Some records:

○ ○ ○

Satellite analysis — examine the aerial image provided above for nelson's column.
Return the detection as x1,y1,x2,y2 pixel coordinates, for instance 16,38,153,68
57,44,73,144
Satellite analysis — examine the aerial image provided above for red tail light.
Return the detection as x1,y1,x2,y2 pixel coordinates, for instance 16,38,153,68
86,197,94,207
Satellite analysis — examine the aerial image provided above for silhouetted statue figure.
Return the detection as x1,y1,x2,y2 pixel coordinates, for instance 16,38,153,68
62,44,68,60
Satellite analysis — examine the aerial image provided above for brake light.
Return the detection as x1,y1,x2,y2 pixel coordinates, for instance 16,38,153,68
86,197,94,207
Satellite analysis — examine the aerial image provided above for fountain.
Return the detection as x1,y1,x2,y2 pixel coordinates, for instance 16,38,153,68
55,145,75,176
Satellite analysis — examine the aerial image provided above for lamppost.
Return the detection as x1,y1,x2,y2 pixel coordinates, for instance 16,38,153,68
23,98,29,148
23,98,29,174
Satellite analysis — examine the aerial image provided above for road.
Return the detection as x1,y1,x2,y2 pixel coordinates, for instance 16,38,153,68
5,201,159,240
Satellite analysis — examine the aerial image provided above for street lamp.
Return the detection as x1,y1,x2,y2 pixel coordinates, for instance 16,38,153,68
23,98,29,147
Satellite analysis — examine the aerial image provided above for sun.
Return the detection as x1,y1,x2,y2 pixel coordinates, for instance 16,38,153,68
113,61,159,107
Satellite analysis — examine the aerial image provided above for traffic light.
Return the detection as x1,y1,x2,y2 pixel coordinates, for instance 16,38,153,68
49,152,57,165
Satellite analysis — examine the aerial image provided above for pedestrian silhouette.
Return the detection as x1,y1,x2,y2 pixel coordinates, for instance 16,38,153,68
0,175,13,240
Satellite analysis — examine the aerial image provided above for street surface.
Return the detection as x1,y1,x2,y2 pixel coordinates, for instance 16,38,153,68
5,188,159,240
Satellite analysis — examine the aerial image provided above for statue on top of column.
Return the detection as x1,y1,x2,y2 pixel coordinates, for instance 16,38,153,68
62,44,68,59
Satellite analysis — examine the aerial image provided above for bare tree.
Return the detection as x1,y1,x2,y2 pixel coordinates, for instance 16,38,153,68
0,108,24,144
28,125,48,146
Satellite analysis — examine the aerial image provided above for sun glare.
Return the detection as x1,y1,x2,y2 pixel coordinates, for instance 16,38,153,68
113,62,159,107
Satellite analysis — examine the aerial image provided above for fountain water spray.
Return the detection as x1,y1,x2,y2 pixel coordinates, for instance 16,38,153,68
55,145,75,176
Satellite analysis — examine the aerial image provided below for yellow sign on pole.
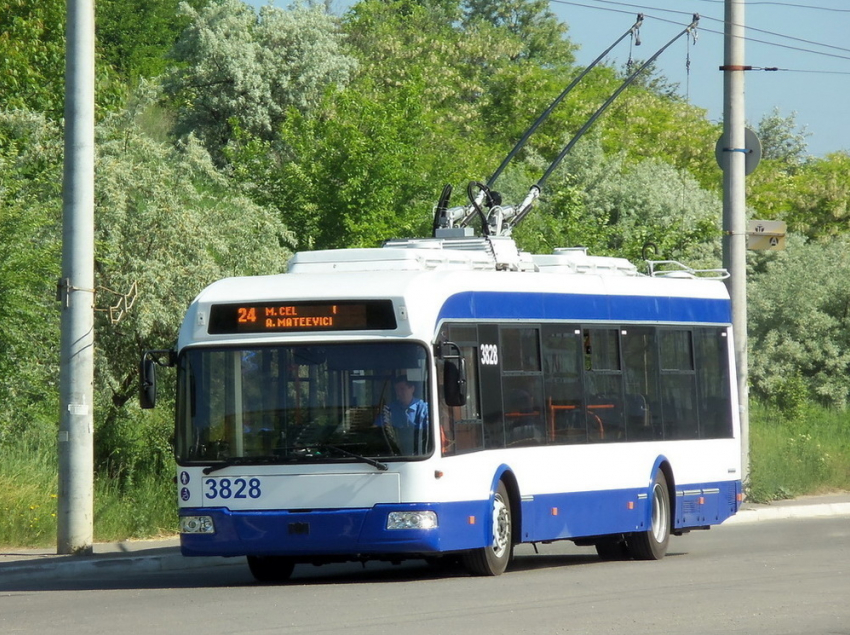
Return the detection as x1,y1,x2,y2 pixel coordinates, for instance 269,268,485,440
747,220,786,251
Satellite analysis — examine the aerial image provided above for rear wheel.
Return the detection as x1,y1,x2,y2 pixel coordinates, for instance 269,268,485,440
463,481,514,575
628,470,670,560
248,556,295,583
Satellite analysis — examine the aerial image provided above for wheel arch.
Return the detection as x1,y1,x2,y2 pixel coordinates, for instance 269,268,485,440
490,465,522,544
647,455,676,531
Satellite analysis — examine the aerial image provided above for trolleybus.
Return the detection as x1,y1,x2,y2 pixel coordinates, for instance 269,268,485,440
142,231,741,581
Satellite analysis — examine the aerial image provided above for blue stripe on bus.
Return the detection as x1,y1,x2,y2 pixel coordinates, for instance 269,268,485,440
438,291,732,324
180,481,740,560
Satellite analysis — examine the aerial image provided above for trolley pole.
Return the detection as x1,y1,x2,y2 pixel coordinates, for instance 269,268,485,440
721,0,750,483
56,0,94,555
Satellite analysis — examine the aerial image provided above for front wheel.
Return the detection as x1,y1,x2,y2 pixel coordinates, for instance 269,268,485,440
463,481,514,576
248,556,295,584
628,470,671,560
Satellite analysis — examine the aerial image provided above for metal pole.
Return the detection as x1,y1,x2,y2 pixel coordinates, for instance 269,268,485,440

○ ○ ○

- **WHAT THIS TASK INVOLVES**
Copy out the material above word for word, leaving out the pictures.

- **RESULT**
Satellite analysis — examine the aerial image provided above for nelson's column.
Return the detection as x1,y1,x2,y2 pixel coordinates, for instance 16,38,153,68
57,44,73,144
Satellite analysis — examine the aerial image provided above for red tail light.
Return the detection as x1,y1,x2,y2 pixel coordinates, for instance 16,38,153,68
86,197,94,207
Satellite analysis — examine the aerial image provided above for silhouetted statue figure.
Return the detection as x1,y1,x2,y2 pixel coordinates, for instance 16,38,153,68
62,44,68,60
Satellite analysis — examine the aerial image provided above for brake light.
Return the detection as x1,y1,x2,y2 pixel coordinates, for instance 16,38,153,68
86,197,94,207
Satellite analysis — examine the aerial image provided above for fountain.
Return the detection as x1,y1,x2,y2 pixel coordinates, for instance 16,38,153,68
55,145,75,176
Satellite analysis — examine the aerial image provided above for lamppost.
Return the detection as x1,y1,x2,y2 pixel coordinates, for instance 16,38,153,68
23,98,29,148
23,98,29,174
Satellite analysis — examine the aerial image provided above for road.
Return the detection as x1,y1,x2,y2 pixel coordinates, for instance 16,38,153,68
5,201,159,240
Satellite analysis — examine the aerial image provided above for street lamp.
Return the detection as x1,y1,x2,y2 pixel coordinates, for instance 16,38,153,68
23,98,29,147
Satellite analysis — examine the aerial image provided above for sun.
Return the detection as x1,y1,x2,y2 pixel coordinates, for instance 16,38,153,68
113,61,159,107
Satellite analysis — examine the aerial image provided above for traffic light.
Return the detection as x1,y1,x2,y2 pixel coordinates, for instance 16,38,153,68
49,152,57,165
Satellite analysis — examine the aerial image provided above for pedestrian silhouette.
Return the detection as x1,y1,x2,y2 pixel coordinates, for instance 16,38,153,68
0,175,13,240
Satellite analysis — examine the aerial image provided above for street surface.
Return the detection as x1,y1,x2,y2 pixel coordinates, for instance 16,38,153,68
5,188,159,240
Satellite analysis — examine the aerial image provided above for statue on top of column.
Return the detection as x1,y1,x2,y2 pixel coordinates, for instance 16,38,153,68
62,44,68,59
Satellite analysis — examine the aerial image provided above for bare tree.
Return the detection as x1,y1,x2,y2 pixel coordinates, for instance 16,38,153,68
0,108,24,144
28,125,48,146
Satellite analysis — examine the aerial image provided above for sun glare.
Return the detection as x1,y1,x2,y2 pixel coordinates, for instance 16,38,153,68
113,62,159,107
Satellite analysis — examine the aerial image provided above for fountain water spray.
Return the detection as x1,y1,x2,y2 pixel coordinates, for instance 16,38,153,68
55,145,75,176
Satellite analysis — examine the aerial image provided below for yellow sign on pole.
Return the detection as x1,y1,x2,y2 pixel coordinates, for instance 269,268,485,440
747,220,786,251
Satellite analysis — examine the aerial image provided above for rear wheel.
Return the detection as x1,y1,x2,y2 pixel coordinates, for instance 269,268,485,440
463,481,514,575
628,470,670,560
248,556,295,583
Satellite analysis — examine the aerial image provided above for wheel arch.
Return the detection as x1,y1,x2,y2 pixel coordinates, for instance 269,268,485,440
490,465,522,544
647,455,676,531
Satellite analysis — examine the aerial image provided above for trolleybus.
Return the detection as x1,y1,x2,y2 pixel coordinates, for instance 269,268,485,440
142,231,741,581
Satellite analysis — examine the aerial image provided above for blue stripe on bus.
Return the detection as x1,y1,x2,y2 pixel coordinates, for instance 269,268,485,440
438,291,732,324
180,481,740,560
Satellite analysis — examine the aerial image provided above for trolley pole.
Return the detection as x1,y1,x2,y2 pixel coordinates, for instance 269,268,485,440
721,0,750,483
56,0,94,555
Satellite analysis — examine the aerial image provided above for front wheel.
Return the detection as x1,y1,x2,y2 pixel coordinates, for instance 269,268,485,440
463,481,514,576
248,556,295,584
628,470,671,560
Satellite analysis — examine the aerial image provided above for metal pole.
Return the detection as x1,y1,x2,y2 pixel coordinates, for instance 269,268,485,440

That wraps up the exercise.